_TASK DIRECTIONS_. Scan the records below for the string "each" and return every line where it appears.

-------- DATA --------

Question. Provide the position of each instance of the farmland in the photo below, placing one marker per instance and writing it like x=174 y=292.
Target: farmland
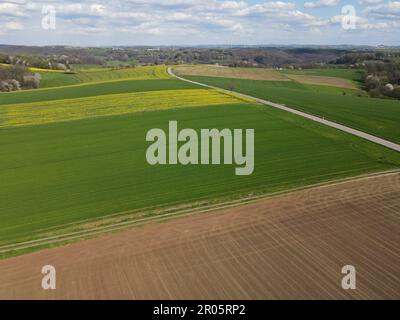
x=380 y=117
x=115 y=104
x=55 y=79
x=286 y=247
x=76 y=154
x=92 y=89
x=318 y=77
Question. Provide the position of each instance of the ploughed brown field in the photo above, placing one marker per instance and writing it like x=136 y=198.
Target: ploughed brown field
x=292 y=246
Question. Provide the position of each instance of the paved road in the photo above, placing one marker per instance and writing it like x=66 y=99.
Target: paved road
x=375 y=139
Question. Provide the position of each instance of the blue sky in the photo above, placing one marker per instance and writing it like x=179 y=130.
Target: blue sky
x=193 y=22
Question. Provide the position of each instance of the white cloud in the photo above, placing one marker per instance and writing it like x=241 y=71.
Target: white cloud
x=362 y=23
x=369 y=1
x=321 y=4
x=186 y=21
x=12 y=26
x=390 y=10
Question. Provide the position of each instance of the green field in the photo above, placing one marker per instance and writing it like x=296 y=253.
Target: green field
x=56 y=79
x=380 y=117
x=62 y=173
x=92 y=89
x=349 y=74
x=78 y=153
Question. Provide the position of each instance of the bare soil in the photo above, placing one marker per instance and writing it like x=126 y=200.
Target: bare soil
x=292 y=246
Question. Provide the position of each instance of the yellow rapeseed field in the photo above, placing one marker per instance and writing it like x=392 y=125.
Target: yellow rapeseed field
x=73 y=109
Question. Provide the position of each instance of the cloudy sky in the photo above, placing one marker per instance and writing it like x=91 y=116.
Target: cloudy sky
x=194 y=22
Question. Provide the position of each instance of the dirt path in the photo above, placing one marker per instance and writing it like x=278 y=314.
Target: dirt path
x=291 y=246
x=358 y=133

--------

_SOLUTION TO THE PROBLEM_.
Question. Provide the position of each instance of the farmland in the photo below, placing one marker per instance and writing it like x=174 y=292.
Question. Provide the position of each instance of the ploughed brown field in the photo above, placing one marker per instance and writing it like x=136 y=198.
Question. Provide the position of each instance of the paved road in the photo above, placing one marker per instance and writing it like x=66 y=99.
Question. Provide the position of each instance of the blue sky in the photo above, placing one marker per instance and writing it like x=179 y=130.
Question. Provide the position of each instance of the white cloud in the photo above, placing one marker per instance and writing it like x=241 y=71.
Question. Provide the position of each instance of the green field in the photo above, placing one marker per instance and writing it like x=296 y=253.
Question. Provide the position of each instance of the bare soil in the photo above, placing one marker per instance and writing it like x=126 y=200.
Question. Provide the position of each instance of the yellow rapeseed field in the photo above, placing one marker per instance and writing it like x=392 y=125.
Question. Provide the position of each instance of the cloudy sky in the photo above, placing one marker per instance and writing it like x=91 y=116.
Question. Provide the position of each instance of the dirt path in the photo above, placing one marker per instance and writing it like x=278 y=314.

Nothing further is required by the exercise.